- [INSTRUCTIONS FOR THE TASK]
Beginning at the line containing "Drop one point on every instance of the red floral" and continuing to the end of the records below, give each line again exactly as it stands, and only those lines.

- [RECORD SET]

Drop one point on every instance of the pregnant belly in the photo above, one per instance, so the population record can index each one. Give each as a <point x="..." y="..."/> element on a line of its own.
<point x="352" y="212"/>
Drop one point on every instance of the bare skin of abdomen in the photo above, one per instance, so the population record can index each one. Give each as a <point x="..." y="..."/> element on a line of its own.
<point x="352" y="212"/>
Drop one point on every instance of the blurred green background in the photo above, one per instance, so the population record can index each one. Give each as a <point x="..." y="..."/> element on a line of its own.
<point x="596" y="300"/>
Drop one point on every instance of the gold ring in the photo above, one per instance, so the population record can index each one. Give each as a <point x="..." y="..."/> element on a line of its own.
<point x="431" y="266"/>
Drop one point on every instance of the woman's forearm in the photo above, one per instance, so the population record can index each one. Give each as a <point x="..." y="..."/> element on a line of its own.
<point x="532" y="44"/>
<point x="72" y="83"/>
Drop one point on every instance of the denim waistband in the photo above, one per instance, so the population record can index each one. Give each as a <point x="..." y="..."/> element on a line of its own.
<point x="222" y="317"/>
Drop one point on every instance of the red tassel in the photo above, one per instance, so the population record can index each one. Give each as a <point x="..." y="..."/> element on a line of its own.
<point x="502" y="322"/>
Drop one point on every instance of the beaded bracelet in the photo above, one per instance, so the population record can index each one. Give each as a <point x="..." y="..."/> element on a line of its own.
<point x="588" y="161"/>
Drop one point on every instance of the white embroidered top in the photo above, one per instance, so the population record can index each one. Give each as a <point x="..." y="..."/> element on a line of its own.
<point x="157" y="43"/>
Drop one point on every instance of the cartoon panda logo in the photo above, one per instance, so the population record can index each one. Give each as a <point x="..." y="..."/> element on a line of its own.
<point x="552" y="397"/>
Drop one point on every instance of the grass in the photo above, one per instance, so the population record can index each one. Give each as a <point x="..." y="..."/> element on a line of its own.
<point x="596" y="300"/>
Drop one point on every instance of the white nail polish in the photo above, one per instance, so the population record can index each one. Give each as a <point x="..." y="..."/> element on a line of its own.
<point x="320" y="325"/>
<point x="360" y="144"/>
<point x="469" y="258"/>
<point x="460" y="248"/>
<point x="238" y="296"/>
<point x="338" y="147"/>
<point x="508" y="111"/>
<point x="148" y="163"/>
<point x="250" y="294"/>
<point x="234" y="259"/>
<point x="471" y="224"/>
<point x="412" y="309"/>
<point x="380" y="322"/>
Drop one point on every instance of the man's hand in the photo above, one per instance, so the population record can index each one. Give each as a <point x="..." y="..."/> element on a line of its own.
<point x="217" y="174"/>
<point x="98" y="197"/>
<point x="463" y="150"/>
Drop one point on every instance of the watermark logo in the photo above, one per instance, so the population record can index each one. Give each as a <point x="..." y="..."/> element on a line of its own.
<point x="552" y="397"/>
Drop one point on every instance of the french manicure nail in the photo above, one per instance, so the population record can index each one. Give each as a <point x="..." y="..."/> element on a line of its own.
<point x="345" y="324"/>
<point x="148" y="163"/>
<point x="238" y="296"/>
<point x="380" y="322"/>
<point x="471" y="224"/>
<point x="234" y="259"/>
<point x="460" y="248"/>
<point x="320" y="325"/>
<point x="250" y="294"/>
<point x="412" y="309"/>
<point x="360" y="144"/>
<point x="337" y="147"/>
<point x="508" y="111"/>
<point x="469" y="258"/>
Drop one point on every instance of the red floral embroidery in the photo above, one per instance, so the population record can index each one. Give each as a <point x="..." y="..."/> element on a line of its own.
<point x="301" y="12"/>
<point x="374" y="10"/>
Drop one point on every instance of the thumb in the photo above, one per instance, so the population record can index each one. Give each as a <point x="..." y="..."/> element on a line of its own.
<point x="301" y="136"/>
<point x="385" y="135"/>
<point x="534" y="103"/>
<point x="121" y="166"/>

- [REPLY TO THE TASK]
Drop one point on every instance of the red floral embroidery in the photo above, one per instance, so the population record can index each one. Give each as a <point x="..." y="..."/> element on a line of its own.
<point x="301" y="12"/>
<point x="374" y="10"/>
Drop one point on every instance of the thumb in the photo above, one per instance, so the population record can index each one. Give each as a <point x="..." y="..."/> element on a line of its own.
<point x="301" y="136"/>
<point x="385" y="135"/>
<point x="534" y="103"/>
<point x="121" y="166"/>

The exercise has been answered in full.